Work to be completed — Find every line of the listing below where "necktie" appears, and copy it.

Material provided —
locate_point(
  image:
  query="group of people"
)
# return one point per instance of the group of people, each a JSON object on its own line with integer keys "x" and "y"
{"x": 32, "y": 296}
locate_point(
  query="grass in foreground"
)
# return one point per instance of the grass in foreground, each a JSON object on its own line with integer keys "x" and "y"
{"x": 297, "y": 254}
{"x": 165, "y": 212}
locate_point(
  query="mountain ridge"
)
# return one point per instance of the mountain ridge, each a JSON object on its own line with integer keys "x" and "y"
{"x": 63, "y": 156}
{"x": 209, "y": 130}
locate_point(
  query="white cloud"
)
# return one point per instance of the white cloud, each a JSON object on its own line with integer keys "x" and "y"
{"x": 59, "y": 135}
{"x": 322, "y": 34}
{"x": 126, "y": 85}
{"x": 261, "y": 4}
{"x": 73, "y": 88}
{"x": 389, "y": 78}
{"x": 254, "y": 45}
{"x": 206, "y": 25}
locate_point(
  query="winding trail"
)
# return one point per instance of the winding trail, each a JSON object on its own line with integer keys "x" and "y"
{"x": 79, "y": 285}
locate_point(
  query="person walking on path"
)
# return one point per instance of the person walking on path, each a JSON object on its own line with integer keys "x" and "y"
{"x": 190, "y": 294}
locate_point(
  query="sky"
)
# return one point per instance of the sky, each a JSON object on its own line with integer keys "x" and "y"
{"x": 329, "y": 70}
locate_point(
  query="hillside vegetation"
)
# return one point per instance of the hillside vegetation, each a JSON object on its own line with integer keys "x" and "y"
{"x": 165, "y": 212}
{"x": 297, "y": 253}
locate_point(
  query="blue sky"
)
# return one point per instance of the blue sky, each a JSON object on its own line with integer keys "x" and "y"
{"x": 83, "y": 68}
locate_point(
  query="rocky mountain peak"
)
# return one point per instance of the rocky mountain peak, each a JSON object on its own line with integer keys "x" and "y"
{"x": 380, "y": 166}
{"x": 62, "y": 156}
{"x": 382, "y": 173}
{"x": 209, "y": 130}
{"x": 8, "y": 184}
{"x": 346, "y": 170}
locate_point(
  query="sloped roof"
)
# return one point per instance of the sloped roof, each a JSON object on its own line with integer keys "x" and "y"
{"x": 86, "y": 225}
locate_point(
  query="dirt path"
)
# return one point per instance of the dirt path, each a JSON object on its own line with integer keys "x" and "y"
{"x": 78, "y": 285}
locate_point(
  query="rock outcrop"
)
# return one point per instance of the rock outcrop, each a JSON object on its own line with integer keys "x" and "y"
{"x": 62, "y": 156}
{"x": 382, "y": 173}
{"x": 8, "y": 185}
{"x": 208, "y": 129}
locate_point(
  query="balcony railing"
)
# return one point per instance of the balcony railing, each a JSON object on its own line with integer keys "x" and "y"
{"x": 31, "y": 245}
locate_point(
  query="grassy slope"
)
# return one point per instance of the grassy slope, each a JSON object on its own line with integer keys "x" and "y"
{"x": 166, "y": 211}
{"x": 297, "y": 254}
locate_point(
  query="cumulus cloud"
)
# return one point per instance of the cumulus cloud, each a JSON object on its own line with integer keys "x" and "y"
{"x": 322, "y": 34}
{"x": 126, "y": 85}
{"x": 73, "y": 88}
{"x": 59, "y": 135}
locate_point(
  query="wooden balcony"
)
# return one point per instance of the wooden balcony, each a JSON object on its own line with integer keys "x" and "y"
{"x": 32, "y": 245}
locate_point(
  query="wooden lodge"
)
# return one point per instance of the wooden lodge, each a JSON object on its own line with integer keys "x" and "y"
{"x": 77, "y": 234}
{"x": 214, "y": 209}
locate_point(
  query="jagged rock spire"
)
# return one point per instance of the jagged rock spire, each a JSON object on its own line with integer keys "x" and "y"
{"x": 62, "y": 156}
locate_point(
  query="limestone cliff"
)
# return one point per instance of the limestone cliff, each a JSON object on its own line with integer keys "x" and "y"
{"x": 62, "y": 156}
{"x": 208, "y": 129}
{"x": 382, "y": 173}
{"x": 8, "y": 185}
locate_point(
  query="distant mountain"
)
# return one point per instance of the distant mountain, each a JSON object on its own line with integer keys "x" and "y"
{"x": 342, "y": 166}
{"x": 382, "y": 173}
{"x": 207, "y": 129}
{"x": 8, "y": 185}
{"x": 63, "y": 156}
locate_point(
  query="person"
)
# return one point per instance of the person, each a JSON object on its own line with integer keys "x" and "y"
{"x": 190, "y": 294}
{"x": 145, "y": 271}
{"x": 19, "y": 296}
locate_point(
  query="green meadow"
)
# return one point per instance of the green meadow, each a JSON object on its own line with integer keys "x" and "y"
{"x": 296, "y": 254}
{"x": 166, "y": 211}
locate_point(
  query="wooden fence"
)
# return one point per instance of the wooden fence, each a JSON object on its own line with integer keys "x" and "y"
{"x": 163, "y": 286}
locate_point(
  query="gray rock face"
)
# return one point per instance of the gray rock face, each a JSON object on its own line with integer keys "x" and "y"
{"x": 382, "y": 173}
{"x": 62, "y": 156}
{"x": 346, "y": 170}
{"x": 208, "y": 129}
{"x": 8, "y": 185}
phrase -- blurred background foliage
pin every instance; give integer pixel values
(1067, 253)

==

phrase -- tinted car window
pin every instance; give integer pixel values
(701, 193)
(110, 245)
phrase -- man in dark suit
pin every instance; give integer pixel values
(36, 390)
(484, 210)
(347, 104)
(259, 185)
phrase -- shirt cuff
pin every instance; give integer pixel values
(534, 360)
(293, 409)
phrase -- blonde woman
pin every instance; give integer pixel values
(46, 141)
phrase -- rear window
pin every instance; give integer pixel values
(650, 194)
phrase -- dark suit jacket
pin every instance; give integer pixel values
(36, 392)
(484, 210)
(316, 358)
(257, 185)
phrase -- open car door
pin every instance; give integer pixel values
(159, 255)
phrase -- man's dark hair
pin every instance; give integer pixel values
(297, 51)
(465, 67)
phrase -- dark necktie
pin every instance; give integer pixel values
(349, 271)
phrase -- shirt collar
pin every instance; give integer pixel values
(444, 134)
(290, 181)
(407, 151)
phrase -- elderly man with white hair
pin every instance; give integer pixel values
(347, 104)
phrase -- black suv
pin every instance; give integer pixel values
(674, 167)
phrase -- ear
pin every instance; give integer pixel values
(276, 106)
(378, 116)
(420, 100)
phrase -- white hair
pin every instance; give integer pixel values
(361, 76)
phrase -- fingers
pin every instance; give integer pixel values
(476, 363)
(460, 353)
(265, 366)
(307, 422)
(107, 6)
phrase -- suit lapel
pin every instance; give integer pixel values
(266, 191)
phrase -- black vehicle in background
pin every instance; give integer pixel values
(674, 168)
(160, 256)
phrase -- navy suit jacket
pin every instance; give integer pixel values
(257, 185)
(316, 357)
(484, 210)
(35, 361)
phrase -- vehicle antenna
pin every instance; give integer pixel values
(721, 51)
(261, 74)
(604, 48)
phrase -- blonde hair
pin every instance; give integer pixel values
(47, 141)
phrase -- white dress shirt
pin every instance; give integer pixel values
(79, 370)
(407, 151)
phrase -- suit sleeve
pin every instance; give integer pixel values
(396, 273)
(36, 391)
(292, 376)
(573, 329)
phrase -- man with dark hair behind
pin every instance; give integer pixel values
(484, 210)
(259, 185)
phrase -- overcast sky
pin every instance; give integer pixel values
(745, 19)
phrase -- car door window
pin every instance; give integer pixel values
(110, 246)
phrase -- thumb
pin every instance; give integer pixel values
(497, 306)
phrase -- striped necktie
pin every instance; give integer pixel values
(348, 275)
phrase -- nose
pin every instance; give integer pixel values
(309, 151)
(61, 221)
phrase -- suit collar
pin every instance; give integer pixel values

Answer for this exercise —
phrase -- dark necktie
phrase -- striped necktie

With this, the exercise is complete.